----- PROVIDED RECORDS -----

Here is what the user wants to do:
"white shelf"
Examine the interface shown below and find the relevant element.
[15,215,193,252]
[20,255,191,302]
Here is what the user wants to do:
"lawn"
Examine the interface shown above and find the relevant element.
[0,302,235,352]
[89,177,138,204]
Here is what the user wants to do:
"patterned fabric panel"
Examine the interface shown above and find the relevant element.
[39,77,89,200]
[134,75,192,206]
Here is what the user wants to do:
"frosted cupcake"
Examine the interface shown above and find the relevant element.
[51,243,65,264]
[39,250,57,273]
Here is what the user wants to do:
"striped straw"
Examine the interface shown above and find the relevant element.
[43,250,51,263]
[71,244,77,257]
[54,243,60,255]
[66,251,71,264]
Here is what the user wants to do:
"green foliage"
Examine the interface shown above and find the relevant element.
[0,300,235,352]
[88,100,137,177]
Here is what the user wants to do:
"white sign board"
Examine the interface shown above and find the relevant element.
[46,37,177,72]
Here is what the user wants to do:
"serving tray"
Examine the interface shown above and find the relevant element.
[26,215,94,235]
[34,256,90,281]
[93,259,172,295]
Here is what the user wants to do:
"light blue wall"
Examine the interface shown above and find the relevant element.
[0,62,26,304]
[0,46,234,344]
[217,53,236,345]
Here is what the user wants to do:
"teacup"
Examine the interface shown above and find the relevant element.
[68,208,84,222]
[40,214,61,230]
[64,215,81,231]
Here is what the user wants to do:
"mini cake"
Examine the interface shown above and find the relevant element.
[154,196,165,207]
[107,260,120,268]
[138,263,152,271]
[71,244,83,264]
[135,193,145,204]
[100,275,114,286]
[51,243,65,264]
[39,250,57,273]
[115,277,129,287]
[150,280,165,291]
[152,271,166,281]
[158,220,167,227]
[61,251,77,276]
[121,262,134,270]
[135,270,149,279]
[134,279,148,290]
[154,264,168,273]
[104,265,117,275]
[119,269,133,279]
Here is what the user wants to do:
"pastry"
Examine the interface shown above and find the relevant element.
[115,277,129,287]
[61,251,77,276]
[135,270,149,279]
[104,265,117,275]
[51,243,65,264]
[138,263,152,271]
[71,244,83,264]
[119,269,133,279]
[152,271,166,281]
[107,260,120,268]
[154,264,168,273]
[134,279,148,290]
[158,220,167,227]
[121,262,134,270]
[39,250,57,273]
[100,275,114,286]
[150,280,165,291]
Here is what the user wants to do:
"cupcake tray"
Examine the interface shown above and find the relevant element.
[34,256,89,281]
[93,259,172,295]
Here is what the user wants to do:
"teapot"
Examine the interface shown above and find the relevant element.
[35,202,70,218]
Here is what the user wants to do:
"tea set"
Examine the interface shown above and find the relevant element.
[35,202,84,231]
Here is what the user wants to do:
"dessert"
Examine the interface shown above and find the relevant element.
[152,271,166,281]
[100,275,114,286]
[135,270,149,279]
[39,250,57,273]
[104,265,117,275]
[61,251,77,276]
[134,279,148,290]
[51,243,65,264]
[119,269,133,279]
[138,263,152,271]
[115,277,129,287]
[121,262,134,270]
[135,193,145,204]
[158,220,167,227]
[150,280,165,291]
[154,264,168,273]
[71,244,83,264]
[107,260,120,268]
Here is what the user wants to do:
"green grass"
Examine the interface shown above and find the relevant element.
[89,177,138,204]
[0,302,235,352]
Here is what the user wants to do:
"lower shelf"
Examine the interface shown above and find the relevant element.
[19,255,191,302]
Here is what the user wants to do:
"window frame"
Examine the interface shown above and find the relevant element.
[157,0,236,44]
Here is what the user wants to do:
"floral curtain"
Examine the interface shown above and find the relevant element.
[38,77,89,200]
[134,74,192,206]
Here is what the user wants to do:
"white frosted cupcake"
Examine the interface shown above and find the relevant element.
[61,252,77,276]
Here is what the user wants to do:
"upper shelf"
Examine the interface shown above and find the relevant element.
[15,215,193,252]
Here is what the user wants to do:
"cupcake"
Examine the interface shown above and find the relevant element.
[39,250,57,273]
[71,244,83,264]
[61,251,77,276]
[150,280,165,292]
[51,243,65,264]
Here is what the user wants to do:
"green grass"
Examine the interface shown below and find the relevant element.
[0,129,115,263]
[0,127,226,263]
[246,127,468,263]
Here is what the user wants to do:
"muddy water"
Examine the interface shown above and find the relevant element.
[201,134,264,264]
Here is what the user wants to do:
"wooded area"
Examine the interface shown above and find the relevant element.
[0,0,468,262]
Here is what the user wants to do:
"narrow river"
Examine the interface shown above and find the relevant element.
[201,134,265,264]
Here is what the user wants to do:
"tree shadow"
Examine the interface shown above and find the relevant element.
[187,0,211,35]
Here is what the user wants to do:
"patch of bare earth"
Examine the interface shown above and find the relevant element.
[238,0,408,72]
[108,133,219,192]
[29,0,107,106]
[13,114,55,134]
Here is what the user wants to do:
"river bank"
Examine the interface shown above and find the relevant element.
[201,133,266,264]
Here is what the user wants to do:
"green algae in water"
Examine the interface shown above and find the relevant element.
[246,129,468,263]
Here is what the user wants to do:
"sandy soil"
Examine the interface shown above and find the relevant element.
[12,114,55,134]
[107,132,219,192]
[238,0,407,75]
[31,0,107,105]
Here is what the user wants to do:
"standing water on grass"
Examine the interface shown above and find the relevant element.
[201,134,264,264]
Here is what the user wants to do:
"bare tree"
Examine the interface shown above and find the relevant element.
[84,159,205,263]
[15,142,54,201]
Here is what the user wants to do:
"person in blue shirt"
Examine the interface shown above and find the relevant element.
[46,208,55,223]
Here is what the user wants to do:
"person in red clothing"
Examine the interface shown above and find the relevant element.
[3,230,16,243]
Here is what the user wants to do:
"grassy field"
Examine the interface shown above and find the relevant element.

-----
----- PROVIDED RECORDS -----

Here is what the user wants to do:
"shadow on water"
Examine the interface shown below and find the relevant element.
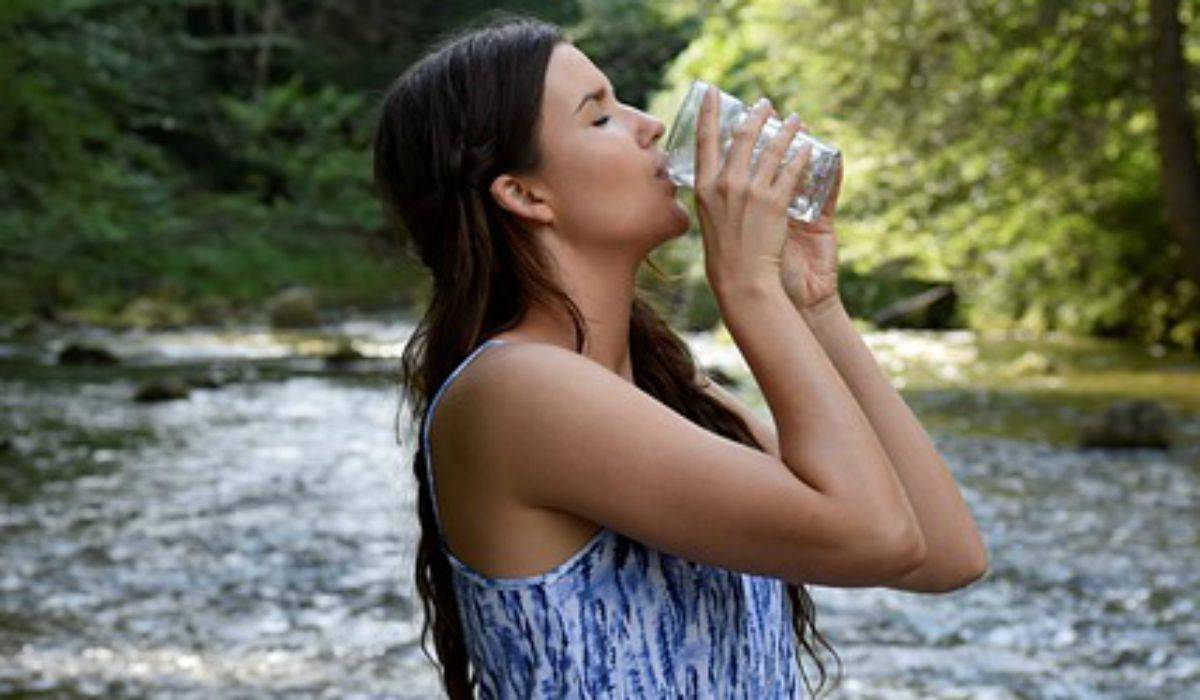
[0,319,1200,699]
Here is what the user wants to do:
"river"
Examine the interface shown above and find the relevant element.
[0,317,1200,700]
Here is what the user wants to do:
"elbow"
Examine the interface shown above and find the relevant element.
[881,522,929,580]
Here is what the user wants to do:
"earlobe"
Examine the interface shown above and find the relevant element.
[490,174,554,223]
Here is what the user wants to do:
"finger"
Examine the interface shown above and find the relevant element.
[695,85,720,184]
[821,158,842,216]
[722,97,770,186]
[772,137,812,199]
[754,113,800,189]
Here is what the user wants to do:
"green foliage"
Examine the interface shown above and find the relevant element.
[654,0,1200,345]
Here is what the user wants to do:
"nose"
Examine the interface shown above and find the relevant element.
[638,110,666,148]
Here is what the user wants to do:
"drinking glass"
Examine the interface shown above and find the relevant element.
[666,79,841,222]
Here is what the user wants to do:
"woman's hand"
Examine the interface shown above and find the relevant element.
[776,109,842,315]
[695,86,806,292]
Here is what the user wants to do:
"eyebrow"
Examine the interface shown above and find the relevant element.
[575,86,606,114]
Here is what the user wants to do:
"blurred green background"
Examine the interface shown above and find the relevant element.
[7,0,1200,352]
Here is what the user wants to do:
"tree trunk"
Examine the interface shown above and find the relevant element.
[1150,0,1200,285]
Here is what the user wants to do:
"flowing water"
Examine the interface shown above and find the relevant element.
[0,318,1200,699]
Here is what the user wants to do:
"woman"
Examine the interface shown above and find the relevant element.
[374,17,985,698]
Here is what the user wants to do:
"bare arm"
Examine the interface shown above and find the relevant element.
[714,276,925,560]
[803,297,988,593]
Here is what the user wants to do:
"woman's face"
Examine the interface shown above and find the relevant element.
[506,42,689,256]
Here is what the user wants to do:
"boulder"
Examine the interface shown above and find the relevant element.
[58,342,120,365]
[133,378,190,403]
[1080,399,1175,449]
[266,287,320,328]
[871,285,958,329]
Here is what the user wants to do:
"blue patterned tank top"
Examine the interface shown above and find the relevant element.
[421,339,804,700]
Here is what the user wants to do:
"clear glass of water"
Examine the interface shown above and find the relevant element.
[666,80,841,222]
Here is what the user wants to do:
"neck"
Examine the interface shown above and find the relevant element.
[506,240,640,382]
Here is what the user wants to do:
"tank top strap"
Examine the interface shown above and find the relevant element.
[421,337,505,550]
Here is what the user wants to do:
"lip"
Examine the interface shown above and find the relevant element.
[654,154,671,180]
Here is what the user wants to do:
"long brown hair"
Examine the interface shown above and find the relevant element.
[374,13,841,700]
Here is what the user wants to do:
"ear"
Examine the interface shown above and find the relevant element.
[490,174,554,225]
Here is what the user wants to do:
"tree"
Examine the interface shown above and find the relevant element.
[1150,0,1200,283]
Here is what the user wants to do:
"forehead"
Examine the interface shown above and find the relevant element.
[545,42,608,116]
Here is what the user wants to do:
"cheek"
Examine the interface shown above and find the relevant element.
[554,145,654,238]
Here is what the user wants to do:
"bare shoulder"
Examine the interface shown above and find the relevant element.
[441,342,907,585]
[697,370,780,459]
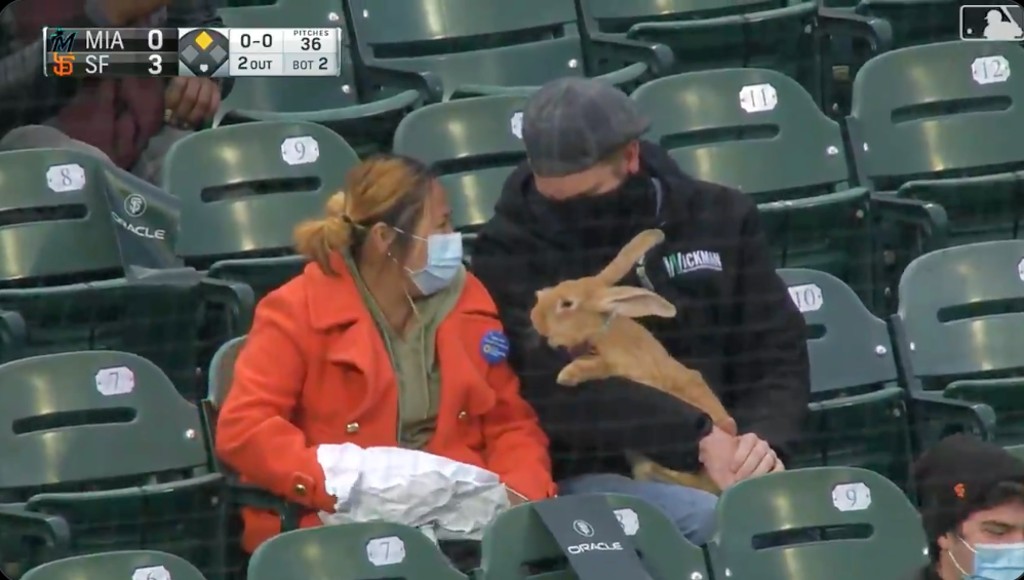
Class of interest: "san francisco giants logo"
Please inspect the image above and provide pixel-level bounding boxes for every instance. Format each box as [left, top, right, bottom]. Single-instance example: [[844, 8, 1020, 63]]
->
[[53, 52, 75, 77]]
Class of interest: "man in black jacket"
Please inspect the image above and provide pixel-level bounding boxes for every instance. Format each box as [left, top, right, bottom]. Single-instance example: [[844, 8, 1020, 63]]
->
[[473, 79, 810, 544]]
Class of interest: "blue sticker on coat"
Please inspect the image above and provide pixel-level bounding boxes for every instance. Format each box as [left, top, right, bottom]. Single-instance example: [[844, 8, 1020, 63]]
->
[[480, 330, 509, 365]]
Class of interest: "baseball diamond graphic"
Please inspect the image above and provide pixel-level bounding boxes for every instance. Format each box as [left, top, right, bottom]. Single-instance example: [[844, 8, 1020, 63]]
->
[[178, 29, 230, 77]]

-----

Collect each line of the data above that contains the string "blue". Case counts.

» **EXERCISE RESULT**
"light blue wall"
"person in blue shirt"
"blue patterned tank top"
Class of interest: "blue sticker on coat"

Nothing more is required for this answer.